Fragmento de página |
▼
Si como dice Boris Groys: "el lenguaje es ante todo un bien colectivo, una competencia general", nadie atentó más contra ese bien colectivo en idioma español que Lezama Lima. No sólo convirtió el idioma, ese artefacto que el cubano parece heredar directamente de los barrocos españoles y el modernismo latinoamericano, en un búnker secreto, muchas veces ilegible y la mayoría de las veces kitsch. Sino que, como recuerda Severo Sarduy, lo convierte en una constante ideológica: gasto, plusvalía, exceso, usura, derroche. Nadie hizo del español del siglo XX algo más inservible que Lezama Lima.
Paradiso, la novela que según "el etrusco de La Habana Vieja" le había tomado treinta y nueve años escribir, sería un ejemplo radical de lo que arribo afirmo. Su trama es endeble, las setecientas páginas del libro resultan aburridas (las comas llegaron a desesperar incluso a un lector tan avisado como Julio Cortázar), el vocabulario del autor de Muerte de Narciso es profundamente inactual, sus citas casi siempre son falsas y, para colmo, nadie parecía estar más consciente de todo esto que Lezama, el cual respondió a uno de las tantas acusaciones de pornografía que la moral casta y pura de la revolución lanzó contra Paradiso, haciendo el chiste del diccionario: si con una mano alguien sostiene la novela y, con la otra (con la otra mano, se sobreentiende) un diccionario (para buscar todas las palabras que no conoce), ¿con cuál mano se masturbará entonces?
Respuesta que bajo su socarronería —muchos de los textos de Lezama parecen estar traspasados por esa socarronería tan propia de los solares de La Habana— esconde algo aún mucho más potente: el de una visión del escritor como un ser atemporal que lucha contra la banalidad y el sinsentido de su tiempo: político, ontológico, civil, cultural... Una visión del escritor como una especie de falso luchador de sumo.
Sin duda, una de las cosas que hicieron grande a Lezama es la de haber encarnado a la perfección, incluso físicamente, su papel de falso luchador de sumo. Paradiso y muchos de sus poemas no sólo son una puesta en escena de la lucha contra el estereotipo y lo lisible (lo lisible de un idioma que muchas veces es absurdo o carece de lógica); también, responden a esa visión del que sabe que un estilo para ser grande tiene que ser, mutatis mutandis, engreído, mastodóntico, irreal, bufo, asmático; y en este sentido nadie más asmático que Lezama. Convirtió al español en una suerte de chino ilegible y para más inri le colgó encima un programa poético para hacernos creer que su chino falso era en verdad chino verdadero: el chino verdadero de un chino transpolado a las antillas. Convirtió a la literatura cubana, de Orígenes a la fecha, en una suerte de literatura-complot, no sólo para leer la tradición desde su propia "falla", sino para descentrarla de una vez por todas, travestirla.
▲
Filas de una fuente de datos:
▼
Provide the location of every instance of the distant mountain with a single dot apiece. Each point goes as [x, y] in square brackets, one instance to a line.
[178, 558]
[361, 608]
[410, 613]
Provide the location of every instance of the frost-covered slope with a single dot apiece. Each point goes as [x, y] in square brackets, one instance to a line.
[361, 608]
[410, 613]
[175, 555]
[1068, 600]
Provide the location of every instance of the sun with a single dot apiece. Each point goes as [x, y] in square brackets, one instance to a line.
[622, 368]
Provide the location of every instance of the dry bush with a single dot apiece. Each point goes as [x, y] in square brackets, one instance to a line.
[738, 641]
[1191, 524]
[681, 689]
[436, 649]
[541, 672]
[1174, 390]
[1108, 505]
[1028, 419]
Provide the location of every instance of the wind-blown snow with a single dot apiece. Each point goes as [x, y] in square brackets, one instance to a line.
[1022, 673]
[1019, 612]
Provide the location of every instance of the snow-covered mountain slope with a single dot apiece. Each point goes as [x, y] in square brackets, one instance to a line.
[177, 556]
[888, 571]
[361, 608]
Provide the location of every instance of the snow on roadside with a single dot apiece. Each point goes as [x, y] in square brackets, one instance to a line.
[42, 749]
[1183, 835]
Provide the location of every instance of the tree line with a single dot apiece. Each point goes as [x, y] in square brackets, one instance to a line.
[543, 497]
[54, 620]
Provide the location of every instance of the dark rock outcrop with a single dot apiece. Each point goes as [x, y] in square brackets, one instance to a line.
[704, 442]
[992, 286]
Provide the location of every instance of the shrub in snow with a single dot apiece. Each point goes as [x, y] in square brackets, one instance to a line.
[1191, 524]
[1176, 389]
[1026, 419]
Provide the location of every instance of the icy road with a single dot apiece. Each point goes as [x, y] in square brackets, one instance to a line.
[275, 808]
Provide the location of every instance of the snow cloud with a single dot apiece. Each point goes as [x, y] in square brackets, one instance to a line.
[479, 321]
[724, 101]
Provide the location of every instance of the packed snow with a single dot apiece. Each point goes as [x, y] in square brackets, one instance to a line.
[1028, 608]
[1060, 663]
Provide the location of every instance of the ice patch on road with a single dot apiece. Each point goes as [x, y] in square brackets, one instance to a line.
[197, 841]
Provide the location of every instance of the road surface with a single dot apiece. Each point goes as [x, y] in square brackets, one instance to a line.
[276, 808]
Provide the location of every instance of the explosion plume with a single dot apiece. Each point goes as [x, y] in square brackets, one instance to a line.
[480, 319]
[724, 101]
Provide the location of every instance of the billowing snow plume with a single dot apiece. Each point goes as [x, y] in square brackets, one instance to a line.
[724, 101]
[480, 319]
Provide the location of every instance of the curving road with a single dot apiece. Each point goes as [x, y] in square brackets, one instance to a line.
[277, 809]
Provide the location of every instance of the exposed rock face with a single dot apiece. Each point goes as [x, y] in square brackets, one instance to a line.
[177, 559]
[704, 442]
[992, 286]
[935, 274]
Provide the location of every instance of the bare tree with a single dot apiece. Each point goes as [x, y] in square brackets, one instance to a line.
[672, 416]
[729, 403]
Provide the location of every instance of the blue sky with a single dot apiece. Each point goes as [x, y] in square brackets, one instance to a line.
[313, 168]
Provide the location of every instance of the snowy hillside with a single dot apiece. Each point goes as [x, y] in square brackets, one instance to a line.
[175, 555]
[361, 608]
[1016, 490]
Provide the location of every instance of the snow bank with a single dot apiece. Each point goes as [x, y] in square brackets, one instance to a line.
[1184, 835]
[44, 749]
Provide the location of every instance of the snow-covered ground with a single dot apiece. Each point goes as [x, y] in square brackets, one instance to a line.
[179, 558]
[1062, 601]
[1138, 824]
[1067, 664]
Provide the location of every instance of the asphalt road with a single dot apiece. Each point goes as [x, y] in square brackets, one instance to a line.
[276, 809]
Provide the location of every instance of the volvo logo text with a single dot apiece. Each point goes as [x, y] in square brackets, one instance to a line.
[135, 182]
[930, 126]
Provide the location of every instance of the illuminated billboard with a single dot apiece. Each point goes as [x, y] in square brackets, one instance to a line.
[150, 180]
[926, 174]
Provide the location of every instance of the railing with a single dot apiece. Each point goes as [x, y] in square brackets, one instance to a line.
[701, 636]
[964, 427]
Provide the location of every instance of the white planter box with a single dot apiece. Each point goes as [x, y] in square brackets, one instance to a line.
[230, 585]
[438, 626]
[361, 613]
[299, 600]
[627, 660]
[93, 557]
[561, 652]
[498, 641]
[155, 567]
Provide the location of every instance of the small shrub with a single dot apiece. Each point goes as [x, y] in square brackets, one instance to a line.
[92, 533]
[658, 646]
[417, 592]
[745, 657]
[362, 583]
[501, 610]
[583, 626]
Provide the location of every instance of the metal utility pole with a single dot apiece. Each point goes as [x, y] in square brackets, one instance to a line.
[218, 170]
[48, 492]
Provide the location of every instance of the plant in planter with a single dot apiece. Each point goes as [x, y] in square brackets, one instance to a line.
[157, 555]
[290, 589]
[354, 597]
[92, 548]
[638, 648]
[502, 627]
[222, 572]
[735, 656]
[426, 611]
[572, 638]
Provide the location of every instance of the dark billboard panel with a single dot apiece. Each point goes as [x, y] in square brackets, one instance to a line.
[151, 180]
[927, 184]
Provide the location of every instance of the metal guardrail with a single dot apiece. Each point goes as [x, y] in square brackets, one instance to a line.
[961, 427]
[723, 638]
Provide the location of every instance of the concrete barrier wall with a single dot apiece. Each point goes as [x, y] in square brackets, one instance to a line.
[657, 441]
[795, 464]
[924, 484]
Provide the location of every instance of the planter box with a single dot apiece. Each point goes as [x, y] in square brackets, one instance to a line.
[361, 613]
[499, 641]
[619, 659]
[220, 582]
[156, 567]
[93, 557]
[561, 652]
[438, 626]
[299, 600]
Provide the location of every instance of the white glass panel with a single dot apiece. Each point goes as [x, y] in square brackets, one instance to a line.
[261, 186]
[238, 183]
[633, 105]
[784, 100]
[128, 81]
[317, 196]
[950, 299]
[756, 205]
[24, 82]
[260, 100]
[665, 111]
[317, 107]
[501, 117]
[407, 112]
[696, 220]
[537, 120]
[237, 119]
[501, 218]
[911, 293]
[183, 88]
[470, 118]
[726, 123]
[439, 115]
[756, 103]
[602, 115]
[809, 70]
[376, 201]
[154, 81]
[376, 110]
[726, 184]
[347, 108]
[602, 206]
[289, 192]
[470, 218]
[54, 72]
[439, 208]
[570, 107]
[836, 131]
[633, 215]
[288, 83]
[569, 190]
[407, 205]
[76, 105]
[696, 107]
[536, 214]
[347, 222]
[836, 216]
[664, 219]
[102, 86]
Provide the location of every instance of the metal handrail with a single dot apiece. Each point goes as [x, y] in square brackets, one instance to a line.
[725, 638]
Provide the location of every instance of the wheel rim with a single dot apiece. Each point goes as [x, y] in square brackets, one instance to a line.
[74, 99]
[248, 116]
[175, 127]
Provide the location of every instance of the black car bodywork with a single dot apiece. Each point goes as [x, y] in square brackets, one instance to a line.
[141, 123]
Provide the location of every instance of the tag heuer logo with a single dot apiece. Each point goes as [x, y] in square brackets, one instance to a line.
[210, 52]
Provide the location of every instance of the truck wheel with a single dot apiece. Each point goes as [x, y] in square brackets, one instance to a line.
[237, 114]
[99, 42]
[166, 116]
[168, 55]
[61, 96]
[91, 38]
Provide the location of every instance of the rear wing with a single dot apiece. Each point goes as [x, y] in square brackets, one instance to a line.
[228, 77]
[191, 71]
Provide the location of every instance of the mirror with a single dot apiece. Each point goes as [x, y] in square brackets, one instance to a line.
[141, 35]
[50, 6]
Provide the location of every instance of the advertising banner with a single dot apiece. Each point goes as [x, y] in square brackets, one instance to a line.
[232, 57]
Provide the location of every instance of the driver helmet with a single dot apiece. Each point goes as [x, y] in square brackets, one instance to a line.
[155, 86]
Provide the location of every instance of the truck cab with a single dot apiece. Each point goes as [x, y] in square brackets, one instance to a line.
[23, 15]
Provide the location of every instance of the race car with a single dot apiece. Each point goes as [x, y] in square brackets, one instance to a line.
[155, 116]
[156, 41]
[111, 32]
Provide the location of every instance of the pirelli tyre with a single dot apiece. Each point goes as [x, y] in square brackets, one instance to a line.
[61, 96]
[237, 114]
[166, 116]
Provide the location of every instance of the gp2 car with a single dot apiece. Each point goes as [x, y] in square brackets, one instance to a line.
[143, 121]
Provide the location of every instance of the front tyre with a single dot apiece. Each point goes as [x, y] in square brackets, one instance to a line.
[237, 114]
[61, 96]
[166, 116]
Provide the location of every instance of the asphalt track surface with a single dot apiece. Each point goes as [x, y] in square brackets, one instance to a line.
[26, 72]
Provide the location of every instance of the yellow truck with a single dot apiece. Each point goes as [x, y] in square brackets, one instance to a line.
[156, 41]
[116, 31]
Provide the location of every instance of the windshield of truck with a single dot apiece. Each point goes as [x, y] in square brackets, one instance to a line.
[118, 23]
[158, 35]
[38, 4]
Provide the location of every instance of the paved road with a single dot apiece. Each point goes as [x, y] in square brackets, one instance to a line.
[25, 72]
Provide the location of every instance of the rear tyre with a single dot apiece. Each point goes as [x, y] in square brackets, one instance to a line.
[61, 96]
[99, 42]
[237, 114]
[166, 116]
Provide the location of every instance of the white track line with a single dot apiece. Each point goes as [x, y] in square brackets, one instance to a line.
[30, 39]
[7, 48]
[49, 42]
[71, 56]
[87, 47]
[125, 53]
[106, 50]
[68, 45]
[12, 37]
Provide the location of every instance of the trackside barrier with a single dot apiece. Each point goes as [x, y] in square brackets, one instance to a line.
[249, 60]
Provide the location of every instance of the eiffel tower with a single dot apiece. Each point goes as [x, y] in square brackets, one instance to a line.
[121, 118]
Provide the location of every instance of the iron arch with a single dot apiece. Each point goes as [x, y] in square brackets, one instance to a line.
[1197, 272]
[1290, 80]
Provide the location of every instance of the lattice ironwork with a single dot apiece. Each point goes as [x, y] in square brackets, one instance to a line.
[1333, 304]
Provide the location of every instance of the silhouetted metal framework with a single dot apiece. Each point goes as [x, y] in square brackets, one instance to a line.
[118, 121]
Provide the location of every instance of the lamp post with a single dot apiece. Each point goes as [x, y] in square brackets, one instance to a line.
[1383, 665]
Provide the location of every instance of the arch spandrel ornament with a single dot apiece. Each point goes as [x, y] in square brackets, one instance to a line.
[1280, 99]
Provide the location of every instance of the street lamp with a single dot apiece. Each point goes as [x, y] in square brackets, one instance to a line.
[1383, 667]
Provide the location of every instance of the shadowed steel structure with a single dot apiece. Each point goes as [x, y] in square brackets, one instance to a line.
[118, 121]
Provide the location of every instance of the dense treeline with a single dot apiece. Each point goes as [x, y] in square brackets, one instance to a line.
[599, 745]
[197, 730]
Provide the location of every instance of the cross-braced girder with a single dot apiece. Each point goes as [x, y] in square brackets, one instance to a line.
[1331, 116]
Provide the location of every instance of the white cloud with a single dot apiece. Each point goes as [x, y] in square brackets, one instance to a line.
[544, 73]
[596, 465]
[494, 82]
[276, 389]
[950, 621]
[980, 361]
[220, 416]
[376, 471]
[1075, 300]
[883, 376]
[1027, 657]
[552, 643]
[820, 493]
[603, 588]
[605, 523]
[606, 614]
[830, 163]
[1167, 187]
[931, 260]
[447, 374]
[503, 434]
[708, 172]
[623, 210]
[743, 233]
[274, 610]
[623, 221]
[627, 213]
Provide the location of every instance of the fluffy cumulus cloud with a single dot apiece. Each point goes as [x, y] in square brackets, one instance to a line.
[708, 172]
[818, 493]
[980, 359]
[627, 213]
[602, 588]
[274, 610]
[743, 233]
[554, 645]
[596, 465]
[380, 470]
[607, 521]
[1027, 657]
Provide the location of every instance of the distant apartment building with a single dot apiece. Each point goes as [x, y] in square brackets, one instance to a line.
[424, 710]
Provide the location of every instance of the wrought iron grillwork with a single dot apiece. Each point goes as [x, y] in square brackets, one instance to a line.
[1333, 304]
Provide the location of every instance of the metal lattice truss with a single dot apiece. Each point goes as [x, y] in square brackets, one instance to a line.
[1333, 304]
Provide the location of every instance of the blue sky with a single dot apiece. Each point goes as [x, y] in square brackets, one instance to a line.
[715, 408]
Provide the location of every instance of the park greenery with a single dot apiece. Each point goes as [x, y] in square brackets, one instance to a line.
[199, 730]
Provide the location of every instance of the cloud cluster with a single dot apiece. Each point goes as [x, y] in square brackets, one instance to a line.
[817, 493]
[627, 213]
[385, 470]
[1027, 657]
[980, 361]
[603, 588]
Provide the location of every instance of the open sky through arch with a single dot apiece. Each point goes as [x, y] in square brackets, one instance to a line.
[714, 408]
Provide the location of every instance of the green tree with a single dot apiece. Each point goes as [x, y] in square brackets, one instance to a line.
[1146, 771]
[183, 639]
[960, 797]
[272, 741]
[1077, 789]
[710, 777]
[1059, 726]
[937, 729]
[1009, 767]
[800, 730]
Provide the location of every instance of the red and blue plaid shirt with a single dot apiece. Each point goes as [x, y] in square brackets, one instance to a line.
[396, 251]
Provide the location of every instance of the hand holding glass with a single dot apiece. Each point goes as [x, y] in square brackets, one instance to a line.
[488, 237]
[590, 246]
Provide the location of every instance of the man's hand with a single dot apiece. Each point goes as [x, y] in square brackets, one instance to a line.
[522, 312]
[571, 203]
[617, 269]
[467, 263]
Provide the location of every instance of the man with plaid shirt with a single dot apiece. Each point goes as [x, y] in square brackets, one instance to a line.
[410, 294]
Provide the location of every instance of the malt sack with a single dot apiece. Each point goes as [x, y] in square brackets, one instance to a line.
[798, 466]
▲
Consignas del ejercicio |
A. Imprime el pasaje del texto sobre Lezama Lima que va desde "Respuesta que bajo" hasta "especie de falso luchador de sumo.".
B. En el texto sobre Lezama Lima, ¿qué lector llegó a desesperarse con las comas de Paradiso?

Resultados del ejercicio |
A.
Respuesta que bajo su socarronería —muchos de los textos de Lezama parecen estar traspasados por esa socarronería tan propia de los solares de La Habana— esconde algo aún mucho más potente: el de una visión del escritor como un ser atemporal que lucha contra la banalidad y el sinsentido de su tiempo: político, ontológico, civil, cultural... Una visión del escritor como una especie de falso luchador de sumo.

B. Julio Cortázar.